Skipping each picture, output the entries exactly as they stand below.

[Natural-language object grounding data]
**********
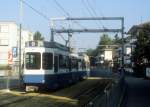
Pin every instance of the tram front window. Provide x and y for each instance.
(33, 60)
(47, 61)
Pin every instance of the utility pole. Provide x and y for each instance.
(20, 35)
(122, 34)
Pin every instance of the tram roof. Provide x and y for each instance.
(46, 44)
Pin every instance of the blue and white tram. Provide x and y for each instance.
(48, 65)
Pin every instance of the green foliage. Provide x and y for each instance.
(38, 36)
(5, 67)
(141, 54)
(142, 50)
(104, 40)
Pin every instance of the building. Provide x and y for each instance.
(105, 57)
(9, 43)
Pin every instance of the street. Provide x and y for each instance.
(138, 92)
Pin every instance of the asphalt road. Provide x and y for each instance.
(138, 92)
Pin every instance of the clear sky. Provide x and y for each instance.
(134, 12)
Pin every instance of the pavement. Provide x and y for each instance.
(137, 93)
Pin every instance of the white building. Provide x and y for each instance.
(9, 42)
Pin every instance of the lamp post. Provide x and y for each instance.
(20, 34)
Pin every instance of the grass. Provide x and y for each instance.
(64, 97)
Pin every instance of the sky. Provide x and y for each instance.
(133, 11)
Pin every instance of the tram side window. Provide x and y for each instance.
(74, 63)
(63, 61)
(47, 61)
(33, 60)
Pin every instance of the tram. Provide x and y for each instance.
(49, 65)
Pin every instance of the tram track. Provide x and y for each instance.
(77, 95)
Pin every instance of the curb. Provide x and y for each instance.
(122, 96)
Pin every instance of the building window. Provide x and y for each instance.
(4, 29)
(3, 41)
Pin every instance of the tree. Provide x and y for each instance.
(38, 36)
(141, 54)
(104, 40)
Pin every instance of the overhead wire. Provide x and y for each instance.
(94, 12)
(35, 10)
(89, 11)
(68, 15)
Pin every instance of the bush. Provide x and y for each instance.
(5, 67)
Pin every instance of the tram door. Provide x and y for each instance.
(56, 63)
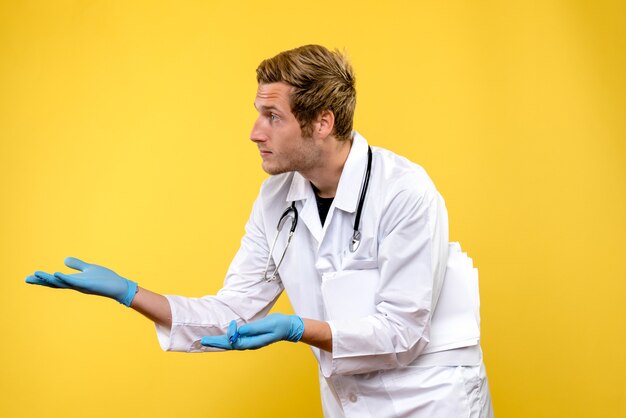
**********
■ ANSWER BOX:
Pin every instance of the tram front window. Provide x and y for each instance.
(33, 60)
(47, 61)
Pin every instance of the utility pole. Provide x and y for each instance.
(20, 35)
(122, 34)
Pin every instance of the tram roof. Provide x and y for each instance.
(46, 44)
Pin every instance of the blue and white tram. Provide x and y for each instance.
(48, 65)
Pin every instance of the green foliage. Provide x and y for each instance.
(38, 36)
(5, 67)
(141, 54)
(142, 50)
(104, 40)
Pin every instance of the building. Provide x and y for each instance.
(105, 57)
(9, 43)
Pin every instance of the street. Provide x and y for each instance.
(138, 92)
Pin every instance of the asphalt road. Provide x and y for each instance.
(138, 92)
Pin every instance of the clear sky. Provide x and y for each instance.
(134, 12)
Pin every instance of the pavement. Provide x and y for each instance.
(137, 93)
Pin every instance of the white building. Provide x and y for each instance.
(9, 42)
Pin every instance of the lamp post. Provide x and y for each instance.
(20, 34)
Pin every instance of the grass. Provide x and y for each instance.
(64, 97)
Pin every instance of the sky. Provide x and y for each instance.
(133, 11)
Pin every instance of the tram side window. Provide x and y for each instance.
(74, 63)
(63, 61)
(47, 61)
(33, 60)
Pin every instance of the tram. Provide x and y for each instance.
(49, 65)
Pin every instance of the tram track. Provide x and y for each instance.
(77, 95)
Pin every instance of the curb. Provide x and y for each instance.
(122, 96)
Pin every instance of the building window. Provide x and y for each instance.
(4, 29)
(3, 41)
Pin every instance of the tree. Provide x and y for each instance.
(38, 36)
(141, 54)
(104, 40)
Pin every instance of the overhead wire. Provide x and y for each instance.
(94, 12)
(35, 10)
(89, 11)
(68, 15)
Pin every instance of the bush. Provide x and y for each instance.
(5, 67)
Pin every instance of the tram door. Provide x and y for each instance.
(56, 63)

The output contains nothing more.